Verslag vergadering Commissie voor Binnenlands Bestuur, Gelijke Kansen en Inburgering
Verslag
– Een aantal sprekers nemen mogelijk deel via videoconferentie.
De heer Brouns heeft het woord.
Op 15 december 2020 behandelden we hier in de commissie al de vraag over het Mechelse project SAMEN, dat kon rekenen op 115.000 euro steun vanuit Vlaanderen. Het doel van het project is om vanuit een nauwe samenwerking tussen politie, parket en preventie- en hulpverlening de straatcriminelen intensiever te kunnen opvolgen en veel sneller te kunnen berechten, om te voorkomen dat ze afglijden in een crimineel milieu en zouden hervallen, natuurlijk ook met het oog op het leed en de schadeloosstelling van de slachtoffers. Dat is heel belangrijk in die aanpak.
In mijn eigen provincie Limburg bestaat dergelijk project reeds geruime tijd. We hebben het er toen ook over gehad. Al in 2017 startte de politiezone CARMA het project M. Intussen zijn alle negen politiezones aangesloten bij dit project, onder de coördinatie van het parket in Limburg. De resultaten van dit project, dat ook de focus heeft op die snelle afhandeling en integrale benadering van parket, politie en hulpverlening, zijn zeer goed. Er bestaat intussen ook heel wat expertise op dat vlak.
In antwoord op de vraag stelde u toen, minister, dat u op korte termijn binnen het gerechtelijk arrondissement Antwerpen wou starten met drie proefprojecten. Het was de bedoeling om te kijken naar het nuttige project en het goede voorbeeld uit Limburg, namelijk het project M. Nadien zou ook bekeken worden hoe het verder kon uitgerold worden over de rest van Vlaanderen. Intussen heb ik voor u een aantal vragen, minister, naar de stand van zaken en de uitrol van de drie proefprojecten binnen het gerechtelijk arrondissement Antwerpen.
————
GEGEVEN OPDRACHT A
Vertaal de volgende zin uit het verslag van de commissievergadering in het Engels: "Intussen zijn alle negen politiezones aangesloten bij dit project, onder de coördinatie van het parket in Limburg."

INVOER OEFENING
————
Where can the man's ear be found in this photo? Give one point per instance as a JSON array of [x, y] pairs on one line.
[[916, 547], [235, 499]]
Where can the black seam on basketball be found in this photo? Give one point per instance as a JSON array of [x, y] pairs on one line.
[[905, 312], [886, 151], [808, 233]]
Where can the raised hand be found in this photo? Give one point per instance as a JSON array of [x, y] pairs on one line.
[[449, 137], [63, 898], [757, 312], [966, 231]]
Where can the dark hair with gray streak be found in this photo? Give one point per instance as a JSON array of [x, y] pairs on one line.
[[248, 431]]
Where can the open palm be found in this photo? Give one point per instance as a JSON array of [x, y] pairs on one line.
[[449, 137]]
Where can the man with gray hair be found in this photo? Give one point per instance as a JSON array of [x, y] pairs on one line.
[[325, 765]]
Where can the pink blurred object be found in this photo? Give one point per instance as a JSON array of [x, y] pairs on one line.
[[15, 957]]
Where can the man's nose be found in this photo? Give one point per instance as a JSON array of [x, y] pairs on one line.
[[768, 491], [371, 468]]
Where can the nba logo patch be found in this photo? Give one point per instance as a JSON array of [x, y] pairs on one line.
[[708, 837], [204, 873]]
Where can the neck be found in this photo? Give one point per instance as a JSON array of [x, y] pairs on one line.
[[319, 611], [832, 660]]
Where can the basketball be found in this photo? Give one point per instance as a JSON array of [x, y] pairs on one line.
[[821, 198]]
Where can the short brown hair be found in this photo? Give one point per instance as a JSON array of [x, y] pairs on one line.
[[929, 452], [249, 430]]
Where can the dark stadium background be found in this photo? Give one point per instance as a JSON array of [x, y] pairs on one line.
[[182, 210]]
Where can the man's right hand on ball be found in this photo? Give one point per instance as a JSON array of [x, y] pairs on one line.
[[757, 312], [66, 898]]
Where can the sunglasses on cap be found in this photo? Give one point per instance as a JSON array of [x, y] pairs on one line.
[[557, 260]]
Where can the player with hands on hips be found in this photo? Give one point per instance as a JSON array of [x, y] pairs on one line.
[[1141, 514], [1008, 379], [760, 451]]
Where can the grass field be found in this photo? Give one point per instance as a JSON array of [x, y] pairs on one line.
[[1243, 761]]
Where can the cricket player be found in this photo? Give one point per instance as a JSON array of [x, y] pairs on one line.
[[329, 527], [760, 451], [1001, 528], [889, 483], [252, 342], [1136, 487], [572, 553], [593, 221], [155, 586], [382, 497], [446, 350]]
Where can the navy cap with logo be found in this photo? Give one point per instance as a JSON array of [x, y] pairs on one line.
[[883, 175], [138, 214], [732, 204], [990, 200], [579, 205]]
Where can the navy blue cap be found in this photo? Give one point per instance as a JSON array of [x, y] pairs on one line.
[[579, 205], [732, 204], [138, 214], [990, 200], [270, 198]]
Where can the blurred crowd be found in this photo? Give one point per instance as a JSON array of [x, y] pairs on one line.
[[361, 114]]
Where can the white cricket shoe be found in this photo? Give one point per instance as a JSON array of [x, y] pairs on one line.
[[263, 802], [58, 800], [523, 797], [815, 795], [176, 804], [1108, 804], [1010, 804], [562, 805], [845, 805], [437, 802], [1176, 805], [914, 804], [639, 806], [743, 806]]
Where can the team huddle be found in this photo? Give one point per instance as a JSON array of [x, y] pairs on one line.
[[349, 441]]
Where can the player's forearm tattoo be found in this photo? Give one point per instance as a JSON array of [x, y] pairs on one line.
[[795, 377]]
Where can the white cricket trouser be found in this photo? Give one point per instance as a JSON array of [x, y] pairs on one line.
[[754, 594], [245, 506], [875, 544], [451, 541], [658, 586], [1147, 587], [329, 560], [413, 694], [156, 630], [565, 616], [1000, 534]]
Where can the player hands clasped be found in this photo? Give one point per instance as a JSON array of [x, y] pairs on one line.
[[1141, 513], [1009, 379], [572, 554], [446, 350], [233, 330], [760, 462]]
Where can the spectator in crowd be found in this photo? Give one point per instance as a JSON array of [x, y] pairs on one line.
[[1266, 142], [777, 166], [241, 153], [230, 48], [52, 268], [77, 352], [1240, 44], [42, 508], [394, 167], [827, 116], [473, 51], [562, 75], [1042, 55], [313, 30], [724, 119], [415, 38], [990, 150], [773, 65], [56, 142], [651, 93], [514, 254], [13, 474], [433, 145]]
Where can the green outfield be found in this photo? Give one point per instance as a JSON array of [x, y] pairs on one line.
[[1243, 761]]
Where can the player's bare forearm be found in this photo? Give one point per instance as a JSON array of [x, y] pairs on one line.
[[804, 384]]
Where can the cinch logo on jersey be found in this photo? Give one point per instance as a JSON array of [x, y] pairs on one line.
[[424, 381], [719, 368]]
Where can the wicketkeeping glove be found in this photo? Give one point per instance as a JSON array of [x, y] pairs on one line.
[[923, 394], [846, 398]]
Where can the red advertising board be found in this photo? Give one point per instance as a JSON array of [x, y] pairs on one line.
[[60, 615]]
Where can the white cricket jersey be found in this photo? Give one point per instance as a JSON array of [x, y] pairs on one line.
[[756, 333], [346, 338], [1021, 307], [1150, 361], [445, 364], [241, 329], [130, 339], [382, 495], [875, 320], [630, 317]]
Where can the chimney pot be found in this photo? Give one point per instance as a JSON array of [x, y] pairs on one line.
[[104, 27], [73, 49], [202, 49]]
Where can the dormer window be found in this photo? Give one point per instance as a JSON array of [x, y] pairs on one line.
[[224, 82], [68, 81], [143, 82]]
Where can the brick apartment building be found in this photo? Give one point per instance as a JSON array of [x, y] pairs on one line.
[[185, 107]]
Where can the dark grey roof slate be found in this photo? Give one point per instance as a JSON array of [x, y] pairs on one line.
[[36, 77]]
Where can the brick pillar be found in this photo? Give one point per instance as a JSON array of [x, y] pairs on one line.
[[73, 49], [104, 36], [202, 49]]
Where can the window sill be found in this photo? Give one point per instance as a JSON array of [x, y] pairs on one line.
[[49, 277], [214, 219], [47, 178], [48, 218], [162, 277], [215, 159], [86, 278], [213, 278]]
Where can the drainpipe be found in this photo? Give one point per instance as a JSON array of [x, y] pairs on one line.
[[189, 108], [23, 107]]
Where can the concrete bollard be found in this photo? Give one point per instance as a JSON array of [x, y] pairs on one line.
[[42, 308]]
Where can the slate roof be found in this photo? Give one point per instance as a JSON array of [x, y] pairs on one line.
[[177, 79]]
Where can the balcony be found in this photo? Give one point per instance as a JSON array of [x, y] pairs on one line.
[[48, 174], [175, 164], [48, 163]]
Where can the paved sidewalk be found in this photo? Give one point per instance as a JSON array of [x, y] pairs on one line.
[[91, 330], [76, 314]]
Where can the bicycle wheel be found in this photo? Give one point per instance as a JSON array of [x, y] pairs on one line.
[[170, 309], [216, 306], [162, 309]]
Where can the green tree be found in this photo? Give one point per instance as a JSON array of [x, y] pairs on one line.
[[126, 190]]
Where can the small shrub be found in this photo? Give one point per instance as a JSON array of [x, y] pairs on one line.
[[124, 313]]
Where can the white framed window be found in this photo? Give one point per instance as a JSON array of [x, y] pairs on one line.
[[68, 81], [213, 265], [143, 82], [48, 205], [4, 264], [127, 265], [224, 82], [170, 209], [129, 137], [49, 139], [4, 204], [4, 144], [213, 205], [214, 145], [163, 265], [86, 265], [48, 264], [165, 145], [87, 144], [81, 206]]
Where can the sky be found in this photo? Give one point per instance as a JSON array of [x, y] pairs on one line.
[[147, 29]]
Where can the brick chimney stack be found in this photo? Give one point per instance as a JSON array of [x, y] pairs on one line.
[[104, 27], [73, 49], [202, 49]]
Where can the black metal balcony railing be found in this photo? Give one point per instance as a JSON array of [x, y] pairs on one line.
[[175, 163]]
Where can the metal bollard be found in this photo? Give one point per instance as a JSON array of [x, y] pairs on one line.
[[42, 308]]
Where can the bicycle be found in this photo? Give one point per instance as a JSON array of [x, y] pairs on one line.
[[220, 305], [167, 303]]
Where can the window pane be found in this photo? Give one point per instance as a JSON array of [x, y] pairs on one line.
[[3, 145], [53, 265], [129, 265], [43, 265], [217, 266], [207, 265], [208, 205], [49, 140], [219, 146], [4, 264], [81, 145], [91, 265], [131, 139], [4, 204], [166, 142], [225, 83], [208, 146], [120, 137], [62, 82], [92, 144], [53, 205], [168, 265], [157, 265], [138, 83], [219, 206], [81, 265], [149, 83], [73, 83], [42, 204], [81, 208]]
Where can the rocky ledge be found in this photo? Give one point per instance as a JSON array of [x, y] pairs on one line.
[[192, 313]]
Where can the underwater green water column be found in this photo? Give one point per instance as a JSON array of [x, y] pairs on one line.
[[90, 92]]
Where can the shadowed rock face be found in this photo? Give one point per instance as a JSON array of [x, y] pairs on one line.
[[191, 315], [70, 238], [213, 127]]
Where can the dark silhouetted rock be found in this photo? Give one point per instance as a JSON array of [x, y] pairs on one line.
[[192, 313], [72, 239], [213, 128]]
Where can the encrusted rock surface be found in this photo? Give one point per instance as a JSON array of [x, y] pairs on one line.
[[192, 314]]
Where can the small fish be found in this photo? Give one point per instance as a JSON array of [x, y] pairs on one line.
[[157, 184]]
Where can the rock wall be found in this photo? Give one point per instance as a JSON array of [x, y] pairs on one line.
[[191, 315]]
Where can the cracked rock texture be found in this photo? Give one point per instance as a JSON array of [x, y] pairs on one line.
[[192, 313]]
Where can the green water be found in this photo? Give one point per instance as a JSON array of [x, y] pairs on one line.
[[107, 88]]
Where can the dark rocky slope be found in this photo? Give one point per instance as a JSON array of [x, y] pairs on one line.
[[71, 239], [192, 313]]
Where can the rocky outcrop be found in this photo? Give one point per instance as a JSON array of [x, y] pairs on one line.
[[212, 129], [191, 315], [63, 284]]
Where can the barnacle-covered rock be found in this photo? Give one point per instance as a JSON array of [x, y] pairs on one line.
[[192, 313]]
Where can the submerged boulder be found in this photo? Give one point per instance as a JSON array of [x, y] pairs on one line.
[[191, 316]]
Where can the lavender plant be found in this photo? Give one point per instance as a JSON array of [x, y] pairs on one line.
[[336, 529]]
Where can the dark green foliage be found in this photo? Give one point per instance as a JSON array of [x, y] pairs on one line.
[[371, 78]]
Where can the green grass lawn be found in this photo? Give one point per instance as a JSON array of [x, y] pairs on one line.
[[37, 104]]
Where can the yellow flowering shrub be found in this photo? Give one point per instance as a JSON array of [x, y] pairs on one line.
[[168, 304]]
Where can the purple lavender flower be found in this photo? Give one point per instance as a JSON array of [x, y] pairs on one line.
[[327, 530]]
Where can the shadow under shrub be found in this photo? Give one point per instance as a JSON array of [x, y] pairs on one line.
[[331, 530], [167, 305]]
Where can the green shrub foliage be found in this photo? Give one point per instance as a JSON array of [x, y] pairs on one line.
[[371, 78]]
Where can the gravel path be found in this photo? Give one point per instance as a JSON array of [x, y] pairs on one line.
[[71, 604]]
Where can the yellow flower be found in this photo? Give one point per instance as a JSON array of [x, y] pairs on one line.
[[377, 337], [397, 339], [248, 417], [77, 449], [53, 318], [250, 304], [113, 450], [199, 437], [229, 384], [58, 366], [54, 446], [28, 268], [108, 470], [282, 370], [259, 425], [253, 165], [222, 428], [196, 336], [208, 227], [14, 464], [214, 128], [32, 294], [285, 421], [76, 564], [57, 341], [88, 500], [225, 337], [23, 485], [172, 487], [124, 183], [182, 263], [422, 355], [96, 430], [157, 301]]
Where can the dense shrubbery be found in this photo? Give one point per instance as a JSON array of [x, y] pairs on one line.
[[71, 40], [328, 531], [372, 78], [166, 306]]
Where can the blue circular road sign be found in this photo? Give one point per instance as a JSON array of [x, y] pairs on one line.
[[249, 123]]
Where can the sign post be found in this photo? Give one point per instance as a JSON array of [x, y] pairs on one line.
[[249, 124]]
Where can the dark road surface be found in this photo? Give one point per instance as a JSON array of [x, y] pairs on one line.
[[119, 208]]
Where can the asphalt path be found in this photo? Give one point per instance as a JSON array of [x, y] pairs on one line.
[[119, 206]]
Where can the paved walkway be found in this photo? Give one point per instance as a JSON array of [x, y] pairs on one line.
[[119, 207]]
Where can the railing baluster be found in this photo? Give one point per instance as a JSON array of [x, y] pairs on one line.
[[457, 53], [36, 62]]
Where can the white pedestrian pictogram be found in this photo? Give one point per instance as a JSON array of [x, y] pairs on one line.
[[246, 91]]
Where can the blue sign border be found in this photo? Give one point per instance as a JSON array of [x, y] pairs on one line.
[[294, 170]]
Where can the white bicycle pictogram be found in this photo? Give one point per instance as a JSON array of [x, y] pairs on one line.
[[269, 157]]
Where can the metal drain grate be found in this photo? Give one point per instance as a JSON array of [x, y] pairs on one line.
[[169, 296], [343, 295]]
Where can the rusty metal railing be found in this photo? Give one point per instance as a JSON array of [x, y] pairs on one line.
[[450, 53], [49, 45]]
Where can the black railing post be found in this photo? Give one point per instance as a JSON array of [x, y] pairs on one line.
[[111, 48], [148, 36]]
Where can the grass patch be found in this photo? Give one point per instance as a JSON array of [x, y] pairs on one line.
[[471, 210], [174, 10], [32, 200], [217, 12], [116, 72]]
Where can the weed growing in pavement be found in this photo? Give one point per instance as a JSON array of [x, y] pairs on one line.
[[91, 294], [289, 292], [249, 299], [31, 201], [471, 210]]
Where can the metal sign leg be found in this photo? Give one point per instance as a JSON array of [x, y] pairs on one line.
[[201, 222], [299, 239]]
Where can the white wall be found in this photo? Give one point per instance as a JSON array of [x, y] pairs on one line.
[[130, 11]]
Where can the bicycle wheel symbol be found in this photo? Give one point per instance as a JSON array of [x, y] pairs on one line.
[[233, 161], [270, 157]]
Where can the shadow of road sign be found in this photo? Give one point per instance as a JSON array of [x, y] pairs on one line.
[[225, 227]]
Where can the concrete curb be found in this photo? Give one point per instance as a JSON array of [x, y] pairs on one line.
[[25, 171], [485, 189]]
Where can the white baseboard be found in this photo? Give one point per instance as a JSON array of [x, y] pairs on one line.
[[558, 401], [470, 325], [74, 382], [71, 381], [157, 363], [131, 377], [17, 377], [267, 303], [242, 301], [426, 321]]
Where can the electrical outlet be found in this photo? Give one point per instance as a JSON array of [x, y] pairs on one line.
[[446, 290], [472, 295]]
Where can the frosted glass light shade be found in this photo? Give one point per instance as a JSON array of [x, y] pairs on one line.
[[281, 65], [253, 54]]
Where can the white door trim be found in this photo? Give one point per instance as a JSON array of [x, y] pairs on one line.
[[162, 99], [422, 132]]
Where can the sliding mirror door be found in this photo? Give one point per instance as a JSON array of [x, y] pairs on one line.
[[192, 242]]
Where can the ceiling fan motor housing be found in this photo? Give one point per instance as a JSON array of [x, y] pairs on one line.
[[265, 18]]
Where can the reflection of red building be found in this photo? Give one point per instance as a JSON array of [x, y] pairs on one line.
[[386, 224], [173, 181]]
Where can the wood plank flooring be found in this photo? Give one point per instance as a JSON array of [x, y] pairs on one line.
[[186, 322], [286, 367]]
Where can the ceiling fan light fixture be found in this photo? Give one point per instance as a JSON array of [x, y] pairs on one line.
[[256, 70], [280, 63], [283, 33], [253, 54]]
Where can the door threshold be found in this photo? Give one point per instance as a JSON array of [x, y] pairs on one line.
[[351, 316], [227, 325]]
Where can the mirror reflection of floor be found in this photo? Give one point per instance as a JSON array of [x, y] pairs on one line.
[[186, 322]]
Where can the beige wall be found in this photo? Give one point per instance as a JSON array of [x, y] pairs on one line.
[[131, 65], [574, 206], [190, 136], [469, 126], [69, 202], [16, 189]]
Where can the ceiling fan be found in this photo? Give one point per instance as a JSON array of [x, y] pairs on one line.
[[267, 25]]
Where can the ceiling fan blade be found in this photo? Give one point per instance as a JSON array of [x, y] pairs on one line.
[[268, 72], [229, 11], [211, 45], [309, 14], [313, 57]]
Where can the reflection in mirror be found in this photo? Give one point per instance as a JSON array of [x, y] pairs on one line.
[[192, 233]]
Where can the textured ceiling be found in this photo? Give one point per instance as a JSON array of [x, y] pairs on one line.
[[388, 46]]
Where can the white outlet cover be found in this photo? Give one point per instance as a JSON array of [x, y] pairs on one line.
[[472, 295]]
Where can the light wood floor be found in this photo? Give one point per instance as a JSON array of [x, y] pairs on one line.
————
GEGEVEN OPDRACHT B
Geef alles uit de records vanaf de regel met "Where can the bicycle wheel symbol" tot en met de regel met "[[186, 322], [286, 367]]" weer als CSV met twee kolommen, verzoek en antwoord. Maak één rij per tekst met het bijbehorende antwoord, zet elk veld tussen aanhalingstekens en vervang regeleinden door spaties.

UITGEWERKT ANTWOORD A
In the meantime, all nine police zones have joined this project, under the coordination of the public prosecutor's office in Limburg.

UITGEWERKT ANTWOORD B
verzoek,antwoord
"Where can the bicycle wheel symbol be found in this photo? Give one point per instance as a JSON array of [x, y] pairs on one line.","[[233, 161], [270, 157]]"
"Where can the shadow of road sign be found in this photo? Give one point per instance as a JSON array of [x, y] pairs on one line.","[[225, 227]]"
"Where can the concrete curb be found in this photo? Give one point per instance as a JSON array of [x, y] pairs on one line.","[[25, 171], [485, 189]]"
"Where can the white baseboard be found in this photo? Give one point per instance as a JSON array of [x, y] pairs on one line.","[[558, 401], [470, 325], [74, 382], [71, 381], [157, 363], [131, 377], [17, 377], [267, 303], [242, 301], [426, 321]]"
"Where can the electrical outlet be found in this photo? Give one point per instance as a JSON array of [x, y] pairs on one line.","[[446, 290], [472, 295]]"
"Where can the frosted glass light shade be found in this photo? Give one point per instance as a JSON array of [x, y] pairs on one line.","[[281, 65], [253, 54]]"
"Where can the white door trim be found in this photo? Give one point per instance as a JSON array of [x, y] pairs on one line.","[[162, 99], [422, 132]]"
"Where can the sliding mirror door be found in this photo? Give one point per instance as a JSON array of [x, y] pairs on one line.","[[192, 242]]"
"Where can the ceiling fan motor housing be found in this photo? Give one point per instance as a JSON array of [x, y] pairs on one line.","[[265, 18]]"
"Where can the reflection of red building be found in this photo? Give one point per instance as a JSON array of [x, y] pairs on one line.","[[386, 224], [173, 181]]"
"Where can the wood plank flooring be found in this photo? Give one point per instance as a JSON array of [x, y] pairs on one line.","[[186, 322], [286, 367]]"